Your instructions>
Exact copies of all the lines below are required.

Listed entries section start

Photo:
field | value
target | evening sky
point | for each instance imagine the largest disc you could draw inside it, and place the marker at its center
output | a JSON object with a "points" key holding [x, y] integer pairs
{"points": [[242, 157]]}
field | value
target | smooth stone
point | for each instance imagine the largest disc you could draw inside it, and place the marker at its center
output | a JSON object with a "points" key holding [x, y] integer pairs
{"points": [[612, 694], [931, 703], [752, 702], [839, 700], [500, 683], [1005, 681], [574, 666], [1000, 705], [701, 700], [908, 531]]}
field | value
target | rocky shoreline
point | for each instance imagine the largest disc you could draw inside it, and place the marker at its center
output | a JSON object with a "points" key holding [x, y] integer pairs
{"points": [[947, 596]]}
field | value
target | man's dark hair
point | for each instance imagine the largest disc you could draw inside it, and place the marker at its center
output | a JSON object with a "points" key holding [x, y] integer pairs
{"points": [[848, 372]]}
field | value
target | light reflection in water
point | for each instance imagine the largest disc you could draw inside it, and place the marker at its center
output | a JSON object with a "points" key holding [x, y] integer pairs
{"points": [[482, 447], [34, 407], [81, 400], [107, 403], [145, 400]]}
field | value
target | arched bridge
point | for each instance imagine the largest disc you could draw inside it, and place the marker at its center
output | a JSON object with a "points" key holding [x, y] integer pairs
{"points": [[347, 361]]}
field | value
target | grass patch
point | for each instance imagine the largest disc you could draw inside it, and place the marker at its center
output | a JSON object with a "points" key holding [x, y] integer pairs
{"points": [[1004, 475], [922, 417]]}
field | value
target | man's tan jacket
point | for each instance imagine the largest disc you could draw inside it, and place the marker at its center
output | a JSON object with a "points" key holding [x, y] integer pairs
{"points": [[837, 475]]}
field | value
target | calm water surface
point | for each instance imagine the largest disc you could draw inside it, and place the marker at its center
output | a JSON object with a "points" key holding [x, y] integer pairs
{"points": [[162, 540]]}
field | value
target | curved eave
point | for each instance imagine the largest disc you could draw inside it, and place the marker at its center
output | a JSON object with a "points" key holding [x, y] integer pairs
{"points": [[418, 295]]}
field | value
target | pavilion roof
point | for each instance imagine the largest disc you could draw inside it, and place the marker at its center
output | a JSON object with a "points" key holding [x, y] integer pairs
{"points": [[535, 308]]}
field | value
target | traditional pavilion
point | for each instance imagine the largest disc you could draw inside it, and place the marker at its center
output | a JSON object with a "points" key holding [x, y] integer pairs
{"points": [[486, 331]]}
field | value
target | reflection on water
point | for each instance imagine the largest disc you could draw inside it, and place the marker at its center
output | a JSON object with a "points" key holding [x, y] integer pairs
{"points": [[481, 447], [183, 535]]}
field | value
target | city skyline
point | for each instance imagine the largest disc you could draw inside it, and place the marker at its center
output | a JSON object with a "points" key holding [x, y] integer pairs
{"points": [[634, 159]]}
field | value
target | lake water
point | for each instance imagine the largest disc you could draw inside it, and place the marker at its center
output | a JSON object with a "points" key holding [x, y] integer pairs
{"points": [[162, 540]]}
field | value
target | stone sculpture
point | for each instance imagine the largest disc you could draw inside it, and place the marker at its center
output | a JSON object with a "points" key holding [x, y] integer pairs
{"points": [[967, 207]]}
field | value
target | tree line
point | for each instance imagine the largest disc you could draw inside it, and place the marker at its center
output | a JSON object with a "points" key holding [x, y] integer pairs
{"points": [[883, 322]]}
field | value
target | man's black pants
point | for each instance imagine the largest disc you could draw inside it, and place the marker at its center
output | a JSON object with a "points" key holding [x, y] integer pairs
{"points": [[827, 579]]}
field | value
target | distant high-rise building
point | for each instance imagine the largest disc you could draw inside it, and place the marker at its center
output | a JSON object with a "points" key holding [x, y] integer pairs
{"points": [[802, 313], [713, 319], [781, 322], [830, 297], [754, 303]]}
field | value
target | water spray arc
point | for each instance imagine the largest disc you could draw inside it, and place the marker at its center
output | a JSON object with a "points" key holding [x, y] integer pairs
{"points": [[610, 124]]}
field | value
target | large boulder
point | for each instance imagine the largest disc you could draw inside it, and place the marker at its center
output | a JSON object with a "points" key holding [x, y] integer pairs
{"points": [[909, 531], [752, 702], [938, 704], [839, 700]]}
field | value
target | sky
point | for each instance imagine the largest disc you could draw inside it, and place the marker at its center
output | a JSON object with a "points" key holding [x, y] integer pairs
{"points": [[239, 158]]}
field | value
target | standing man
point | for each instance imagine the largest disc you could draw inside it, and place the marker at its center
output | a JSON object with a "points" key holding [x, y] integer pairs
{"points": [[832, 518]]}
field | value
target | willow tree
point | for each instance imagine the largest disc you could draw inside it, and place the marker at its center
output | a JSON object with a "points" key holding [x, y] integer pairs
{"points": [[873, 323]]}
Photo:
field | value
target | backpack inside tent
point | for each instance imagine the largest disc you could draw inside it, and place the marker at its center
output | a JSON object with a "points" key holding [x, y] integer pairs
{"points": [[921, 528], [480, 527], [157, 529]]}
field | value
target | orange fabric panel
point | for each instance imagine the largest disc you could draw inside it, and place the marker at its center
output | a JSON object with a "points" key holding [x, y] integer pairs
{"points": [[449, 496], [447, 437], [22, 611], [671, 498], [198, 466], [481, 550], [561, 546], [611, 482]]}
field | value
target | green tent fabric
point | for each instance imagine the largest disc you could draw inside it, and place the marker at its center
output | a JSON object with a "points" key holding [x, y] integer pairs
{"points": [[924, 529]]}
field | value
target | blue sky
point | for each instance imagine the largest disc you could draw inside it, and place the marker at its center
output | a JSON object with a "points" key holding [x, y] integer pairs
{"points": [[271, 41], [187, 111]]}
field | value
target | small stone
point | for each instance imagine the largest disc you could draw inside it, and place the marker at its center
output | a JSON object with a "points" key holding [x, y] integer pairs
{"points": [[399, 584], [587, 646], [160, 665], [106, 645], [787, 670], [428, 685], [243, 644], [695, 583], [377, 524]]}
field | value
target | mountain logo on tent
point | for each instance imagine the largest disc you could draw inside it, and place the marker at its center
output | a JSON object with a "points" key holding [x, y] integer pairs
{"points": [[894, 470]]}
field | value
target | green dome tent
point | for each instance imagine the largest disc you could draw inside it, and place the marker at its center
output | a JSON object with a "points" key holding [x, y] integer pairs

Listed entries section end

Exercise result>
Photo:
field | value
target | evening sky
point | for each instance imagine the largest disc you could draw inside it, and place the marker at its center
output | a JSON object with a "points" key holding [x, y] integer pairs
{"points": [[242, 157]]}
field | value
target | smooth stone
point | for each instance imagine the largest disc you could draw inside it, and place the marker at its center
output | a JSON object with a "points" key holding [x, y] integer pairs
{"points": [[612, 694], [931, 703], [752, 702], [839, 700], [500, 683], [1005, 681], [574, 666], [1000, 705], [701, 700], [908, 531]]}
field | value
target | rocky shoreline
point | for each instance imagine the largest disc you could draw inside it, and place the marker at its center
output | a JSON object with a "points" key holding [x, y] integer pairs
{"points": [[947, 596]]}
field | value
target | man's dark hair
point | for each instance imagine the largest disc you could draw inside it, and place the marker at its center
output | a JSON object with a "points" key holding [x, y] integer pairs
{"points": [[848, 372]]}
field | value
target | light reflection in water
point | for each instance imagine the largest disc you could draw inside it, and place the marker at its center
output | a JSON object with a "points" key holding [x, y] integer pairs
{"points": [[482, 447], [34, 407], [81, 400], [107, 403], [145, 400]]}
field | value
target | arched bridge
point | for each instance imagine the largest disc you could draw inside it, and place the marker at its center
output | a JSON object with a "points" key holding [x, y] integer pairs
{"points": [[347, 361]]}
field | value
target | grass patch
point | for each instance imagine the largest disc you could draw inside it, and place the marker at its center
output | a JSON object with a "points" key holding [x, y] integer pairs
{"points": [[1004, 475], [922, 417]]}
field | value
target | man's tan jacket
point | for each instance imagine the largest disc you could draw inside it, and place the marker at its center
output | a JSON object with a "points" key holding [x, y] integer pairs
{"points": [[837, 475]]}
field | value
target | calm water surface
point | for each instance imagine the largest disc you could draw inside it, and place the marker at its center
output | a JSON object with a "points" key holding [x, y] integer pairs
{"points": [[162, 540]]}
field | value
target | curved eave
point | for each instance imagine the largest disc you could draw inside it, and place the marker at its center
output | a JSON object with a "points" key holding [x, y] integer pairs
{"points": [[418, 295]]}
field | value
target | pavilion roof
point | for each instance imagine the largest disc you could draw inside it, and place the marker at its center
output | a JSON object with a "points" key holding [x, y] integer pairs
{"points": [[535, 308]]}
field | value
target | traditional pavilion
point | for each instance imagine the largest disc you could draw inside it, and place the marker at its center
output | a JSON object with a "points" key holding [x, y] integer pairs
{"points": [[486, 331]]}
field | value
target | reflection on water
point | for each instance imagine the largest disc you could draw inside it, and place the marker at its center
output | a JSON object with a "points" key holding [x, y] integer pairs
{"points": [[481, 447], [183, 535]]}
field | value
target | city skyline
point | for each instance imagine the largest disc you could draw inside it, and place the marker at its center
output | a JSON object with a "points" key holding [x, y] integer pairs
{"points": [[634, 159]]}
field | value
target | lake water
point | for each instance imagine the largest disc you could draw inside it, and place the marker at its center
output | a JSON object with a "points" key holding [x, y] integer pairs
{"points": [[162, 540]]}
field | value
target | stone sculpture
point | for each instance imagine the largest disc you could draw inside it, and place the marker at its center
output | a JSON object with a "points" key holding [x, y] integer pairs
{"points": [[967, 207]]}
field | value
target | tree line
point | for each instance imagine the largest disc you could draw inside it, and place the marker at its center
output | a JSON object with a "points" key holding [x, y] integer pairs
{"points": [[883, 322]]}
field | value
target | man's black pants
point | for each instance imagine the largest disc you could draw inside it, and place the marker at its center
output | a JSON object with a "points" key holding [x, y] integer pairs
{"points": [[827, 579]]}
field | value
target | distant high-rise building
point | for each instance imagine the largest disc you could draw inside it, and place the marker at its center
output | a JSON object with a "points" key holding [x, y] integer pairs
{"points": [[802, 313], [713, 319], [781, 322], [830, 297], [754, 303]]}
field | value
target | water spray arc
point | for each instance imagine the largest disc you could draw inside it, and place the marker at its center
output | a JSON object with a "points" key holding [x, y] integer pairs
{"points": [[610, 124]]}
field | value
target | large boulder
point | for each instance imagine the largest disc you could draw inside it, and place the marker at its center
output | a JSON object with a "points" key holding [x, y] integer pairs
{"points": [[909, 531], [752, 702], [938, 704], [839, 700]]}
field | value
target | sky
point | for each instance imagine the largest disc you could draw inside it, and place the marker at its center
output | a JSON object with a "points" key holding [x, y] integer pairs
{"points": [[239, 158]]}
field | value
target | standing man
point | for each instance imagine the largest disc you could draw inside it, and place the marker at its center
output | a JSON object with a "points" key holding [x, y] integer pairs
{"points": [[832, 518]]}
field | value
target | willow tree
point | for each instance imagine the largest disc you could draw inside it, and place the marker at its center
output | a JSON object with a "points" key holding [x, y] integer pairs
{"points": [[873, 323]]}
Photo:
field | value
target | backpack inside tent
point | for each instance imagine the largest disc you could draw inside it, and place the marker at its center
output | a JSON object with a "points" key holding [x, y] integer pairs
{"points": [[921, 528], [480, 527], [157, 529]]}
field | value
target | orange fabric panel
point | for each instance imagine the largest disc you could draw inside it, and place the marker at its center
output | a JSON object with a "points" key holding [x, y] integer pairs
{"points": [[449, 496], [447, 437], [22, 611], [671, 498], [198, 466], [481, 550], [561, 546], [611, 482]]}
field | value
target | green tent fabric
point | for each instance imagine the largest disc you could draw inside it, and place the marker at its center
output | a JSON object with a "points" key holding [x, y] integer pairs
{"points": [[924, 529]]}
field | value
target | blue sky
point | for each instance imagine the largest disc you could draw inside it, and place the marker at its center
output | a JSON object with a "points" key holding [x, y] integer pairs
{"points": [[271, 41], [187, 111]]}
field | value
target | small stone
point | for each instance imagine the largest disc you could draw inside it, and place the marker at its center
output | a JSON object with a "points" key holding [x, y] integer pairs
{"points": [[399, 584], [587, 646], [160, 665], [106, 645], [787, 670], [428, 685], [243, 644], [695, 583], [377, 524]]}
field | value
target | mountain logo on tent
point | for each instance imagine the largest disc you could draw inside it, and place the marker at its center
output | a JSON object with a "points" key holding [x, y] integer pairs
{"points": [[894, 470]]}
field | value
target | green dome tent
point | for each instance imagine the largest disc you could draw inside it, and place the marker at its center
output | a JSON object with a "points" key holding [x, y] integer pairs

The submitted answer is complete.